↓↓↓
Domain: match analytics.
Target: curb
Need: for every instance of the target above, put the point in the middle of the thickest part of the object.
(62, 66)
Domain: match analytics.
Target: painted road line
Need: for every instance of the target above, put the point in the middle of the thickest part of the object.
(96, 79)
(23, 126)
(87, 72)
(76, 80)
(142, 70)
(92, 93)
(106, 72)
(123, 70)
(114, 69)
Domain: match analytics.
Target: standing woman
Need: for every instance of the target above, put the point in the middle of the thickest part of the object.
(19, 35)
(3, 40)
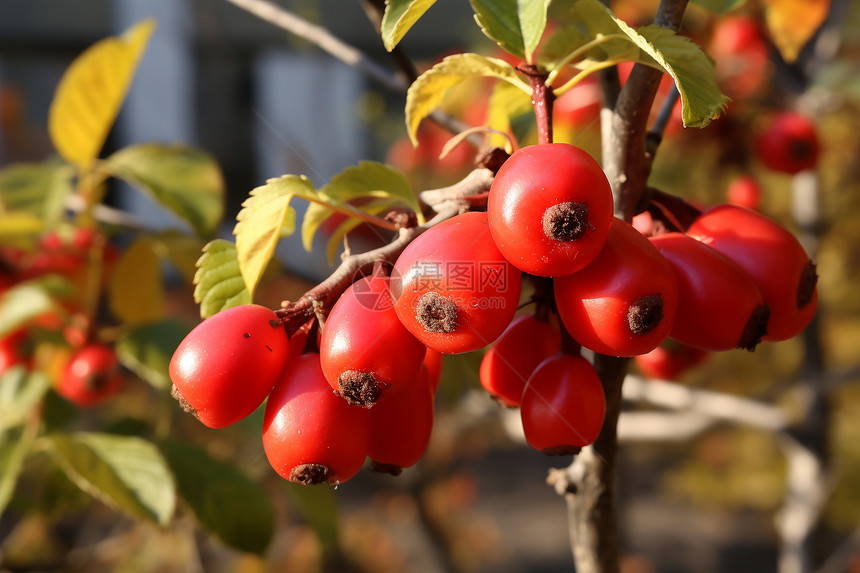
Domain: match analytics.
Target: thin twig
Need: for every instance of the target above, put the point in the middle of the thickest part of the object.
↑↑↑
Lay out every line of the records above as a Markdown table with the columns Row and Line, numbering each line and skipping blank ones. Leave the pictures out.

| Row | Line |
|---|---|
| 1 | Domain: match analytics. |
| 2 | Target: curb |
| 3 | Need: for every instance of the target above, put the point in the middle of the thickest part of the object. |
| 4 | (62, 66) |
| 5 | Domain: match analytics. |
| 6 | Target: painted road line |
| 7 | Need: for every instance of the target above, put the point in the middle of the thickest part of the object. |
| 8 | (96, 79) |
| 9 | (23, 126) |
| 10 | (87, 72) |
| 11 | (76, 80) |
| 12 | (142, 70) |
| 13 | (92, 93) |
| 14 | (106, 72) |
| 15 | (123, 70) |
| 16 | (114, 69) |
| 17 | Domain: match analytics. |
| 18 | Target: standing woman |
| 19 | Need: for every instance of the target above, put the point in the middle of the thickest part of the object. |
| 20 | (19, 35) |
| 21 | (3, 40) |
| 22 | Domain: match analytics. |
| 23 | Target: thin twig |
| 24 | Need: for every instance of the target above, put the point in the middle of the thickest part of the object. |